EXERCISE INSTRUCTIONS:
[a] According to the article about Conway Regional Health System, about what share of staff requested religious or medical exemptions after the COVID-19 vaccine mandate was announced?
[b] Print everything in the article about Conway Regional Health System from "The amount of" down to "medicines, Troup said.", word for word.

SOURCE TEXT:
-=-=-=-=-
Since Conway Regional Health System announced a COVID-19 vaccine mandate for staff in July, around five percent have requested either religious or medical exemptions, according to CEO Matt Troup.

The amount of exemption requests “was significantly disproportionate to what we’ve seen with the influenza vaccine,” Troup told Becker’s Hospital Review, and often centered on the COVID vaccines’ significant links to abortion.

In response, Conway Regional has introduced a new “religious attestation form” that requires unvaccinated workers seeking religious exemptions to swear off common medications or risk losing their jobs.

“The intent of the religious attestation form is twofold: to ensure staff requesting exemption are sincere in their beliefs” and “educate staff” about the use of fetal cells in the testing and development of medicines, Troup said.

“Based on your religious exemption request, we ask that you complete the below attestation,” the form, dated September 3, states. “This will help to validate your understanding of the ubiquity of fetal cell use in the testing and development of common medicines and consumer products and support your claim of a ‘sincerely held belief’.”

The form features a list of 30 medicines that it claims “have used fetal cells in … development,” including aspirin, Tylenol, ibuprofen, Benadryl, Tums, azithromycin, Sudafed, acetaminophen, and Pepto Bismol.

Employees must “truthfully acknowledge and affirm” that their religious beliefs are “consistent and true” and that they “do not use or will use any of the medications listed as examples or any other medication … that has used fetal cell lines in their development and/or testing,” the form continues.
-=-=-=-=-
Text-to-region grounding data:
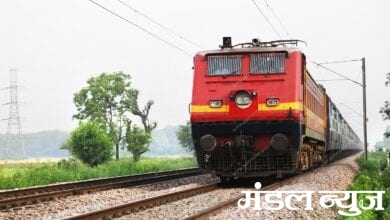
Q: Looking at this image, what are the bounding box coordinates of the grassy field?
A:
[0,157,197,189]
[343,152,390,220]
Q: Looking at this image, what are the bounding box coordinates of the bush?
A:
[63,122,114,167]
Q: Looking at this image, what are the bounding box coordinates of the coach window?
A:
[207,56,241,76]
[249,53,286,74]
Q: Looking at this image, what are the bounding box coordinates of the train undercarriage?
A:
[192,120,326,180]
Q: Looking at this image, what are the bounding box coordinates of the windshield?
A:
[207,56,241,76]
[249,53,285,74]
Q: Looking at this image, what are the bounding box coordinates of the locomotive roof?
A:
[197,47,301,56]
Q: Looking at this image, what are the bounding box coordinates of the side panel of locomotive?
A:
[191,48,304,177]
[191,38,361,177]
[327,97,363,157]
-=-=-=-=-
RESULTS:
[a] Around five percent.

[b]
The amount of exemption requests “was significantly disproportionate to what we’ve seen with the influenza vaccine,” Troup told Becker’s Hospital Review, and often centered on the COVID vaccines’ significant links to abortion.

In response, Conway Regional has introduced a new “religious attestation form” that requires unvaccinated workers seeking religious exemptions to swear off common medications or risk losing their jobs.

“The intent of the religious attestation form is twofold: to ensure staff requesting exemption are sincere in their beliefs” and “educate staff” about the use of fetal cells in the testing and development of medicines, Troup said.